■ DIRECTIONS ■
Copy each line of the listing below exactly.

************

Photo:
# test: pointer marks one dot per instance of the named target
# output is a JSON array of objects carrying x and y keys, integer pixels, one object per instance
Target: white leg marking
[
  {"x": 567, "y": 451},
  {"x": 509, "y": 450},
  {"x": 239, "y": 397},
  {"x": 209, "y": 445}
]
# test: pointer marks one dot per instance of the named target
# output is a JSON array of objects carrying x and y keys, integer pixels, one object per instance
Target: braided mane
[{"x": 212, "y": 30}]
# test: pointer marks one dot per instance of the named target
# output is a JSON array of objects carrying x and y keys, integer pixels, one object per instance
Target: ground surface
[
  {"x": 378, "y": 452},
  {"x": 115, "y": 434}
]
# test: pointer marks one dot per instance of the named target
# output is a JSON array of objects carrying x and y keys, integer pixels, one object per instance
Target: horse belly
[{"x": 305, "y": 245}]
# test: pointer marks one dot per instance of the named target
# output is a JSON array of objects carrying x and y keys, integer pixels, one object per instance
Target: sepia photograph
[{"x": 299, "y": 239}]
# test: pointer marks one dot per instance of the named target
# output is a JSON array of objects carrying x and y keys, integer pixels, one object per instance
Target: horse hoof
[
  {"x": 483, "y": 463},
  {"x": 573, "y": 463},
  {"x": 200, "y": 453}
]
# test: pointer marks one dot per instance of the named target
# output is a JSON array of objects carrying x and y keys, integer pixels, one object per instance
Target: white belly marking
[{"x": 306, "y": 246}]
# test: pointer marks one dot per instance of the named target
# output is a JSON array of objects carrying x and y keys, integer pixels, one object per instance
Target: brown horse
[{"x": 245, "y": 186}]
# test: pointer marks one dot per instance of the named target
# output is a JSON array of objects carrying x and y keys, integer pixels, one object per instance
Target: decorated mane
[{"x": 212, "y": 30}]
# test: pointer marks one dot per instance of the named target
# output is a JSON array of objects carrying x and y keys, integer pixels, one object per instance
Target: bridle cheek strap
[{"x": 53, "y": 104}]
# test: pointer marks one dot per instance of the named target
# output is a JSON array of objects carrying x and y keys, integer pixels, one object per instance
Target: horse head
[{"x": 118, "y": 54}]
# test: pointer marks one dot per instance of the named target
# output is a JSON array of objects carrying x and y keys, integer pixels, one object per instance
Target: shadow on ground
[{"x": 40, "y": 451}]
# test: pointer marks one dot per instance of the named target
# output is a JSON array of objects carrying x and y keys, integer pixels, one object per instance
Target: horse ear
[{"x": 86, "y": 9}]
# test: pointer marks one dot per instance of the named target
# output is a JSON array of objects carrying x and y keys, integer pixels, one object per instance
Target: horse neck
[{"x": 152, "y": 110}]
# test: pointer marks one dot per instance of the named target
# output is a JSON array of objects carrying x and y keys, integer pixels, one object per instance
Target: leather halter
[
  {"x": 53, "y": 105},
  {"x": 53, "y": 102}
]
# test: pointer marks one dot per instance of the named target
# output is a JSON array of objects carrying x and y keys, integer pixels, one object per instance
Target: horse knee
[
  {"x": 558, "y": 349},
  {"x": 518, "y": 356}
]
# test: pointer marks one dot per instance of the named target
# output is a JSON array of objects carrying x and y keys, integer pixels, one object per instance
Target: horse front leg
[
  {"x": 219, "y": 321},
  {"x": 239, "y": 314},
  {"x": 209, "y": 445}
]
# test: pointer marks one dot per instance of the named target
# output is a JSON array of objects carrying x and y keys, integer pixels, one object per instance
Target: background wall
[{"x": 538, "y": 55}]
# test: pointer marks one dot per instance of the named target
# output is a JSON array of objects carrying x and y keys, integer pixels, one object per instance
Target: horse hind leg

************

■ IN RESPONSE ■
Photo:
# test: pointer marks one dot per instance of the named target
# output is a JSON array of objects carrying x and y keys, integer pixels, one object per instance
Target: white leg marking
[
  {"x": 567, "y": 451},
  {"x": 509, "y": 450},
  {"x": 239, "y": 397},
  {"x": 209, "y": 445}
]
# test: pointer marks one dot per instance of the named target
# output is a JSON array of objects carrying x and y keys, integer pixels, one object per instance
Target: braided mane
[{"x": 212, "y": 30}]
# test: pointer marks one dot per instance of the named target
# output is a JSON array of objects carrying x and y keys, integer pixels, one object per instance
Target: ground surface
[
  {"x": 378, "y": 452},
  {"x": 115, "y": 434}
]
# test: pointer marks one dot per instance of the named target
# output is a JSON array of objects carrying x and y keys, integer pixels, one object per instance
Target: horse belly
[{"x": 305, "y": 245}]
# test: pointer marks one dot per instance of the named target
# output is a JSON array of objects carrying x and y keys, integer pixels, one object per instance
Target: sepia photograph
[{"x": 299, "y": 239}]
# test: pointer marks one dot per instance of the named target
# output is a JSON array of objects carrying x and y keys, integer pixels, one object per instance
Target: horse hoof
[
  {"x": 483, "y": 463},
  {"x": 573, "y": 463},
  {"x": 200, "y": 453}
]
# test: pointer marks one dot per instance of the named target
# output is a JSON array of objects carrying x and y keys, integer pixels, one object per instance
Target: white belly marking
[{"x": 306, "y": 246}]
# test: pointer marks one dot per instance of the named target
# output is a JSON array of objects carrying x and y keys, integer pixels, one object per instance
Target: brown horse
[{"x": 245, "y": 186}]
# test: pointer marks one dot per instance of the named target
# output is a JSON array of objects carrying x and y keys, integer pixels, one object per instance
Target: decorated mane
[{"x": 212, "y": 30}]
# test: pointer marks one dot per instance of the named target
# output is a JSON array of objects carrying x and y keys, integer pixels, one object per instance
Target: bridle cheek strap
[{"x": 53, "y": 104}]
# test: pointer marks one dot per instance of the named target
# output is a JSON array of objects carrying x and y keys, integer pixels, one object per instance
Target: horse head
[{"x": 118, "y": 54}]
# test: pointer marks one dot per instance of the named target
# output is a JSON array of objects carrying x and y keys, integer pixels, one object per instance
Target: shadow on ground
[{"x": 40, "y": 451}]
# test: pointer marks one dot per instance of the named target
# output is a JSON array of objects carrying x and y keys, integer pixels, one object per instance
Target: horse ear
[{"x": 86, "y": 9}]
# test: pointer marks one dot per instance of the named target
# output is a JSON array of objects carrying x and y keys, integer pixels, one object per instance
Target: horse neck
[{"x": 152, "y": 110}]
# test: pointer marks one dot per instance of the named target
# output is a JSON array of objects carrying x and y keys, integer pixels, one object per instance
Target: leather halter
[
  {"x": 53, "y": 105},
  {"x": 53, "y": 102}
]
# test: pointer marks one dot per instance of the named target
# output is a JSON array of objects carrying x and y keys, integer pixels, one object per instance
Target: horse knee
[
  {"x": 558, "y": 349},
  {"x": 518, "y": 356}
]
# test: pointer marks one dot per instance of the named target
# output is a JSON array of objects carrying x and y keys, integer pixels, one object per instance
Target: horse front leg
[
  {"x": 219, "y": 321},
  {"x": 239, "y": 314},
  {"x": 209, "y": 445}
]
# test: pointer marks one dot per instance of the named target
# output is a JSON array of objects carrying x and y keys, integer pixels, one object per instance
Target: background wall
[{"x": 538, "y": 55}]
# test: pointer marks one dot per instance of the named target
# output is a JSON array of objects carrying x and y keys, integer pixels, one object per instance
Target: horse hind leg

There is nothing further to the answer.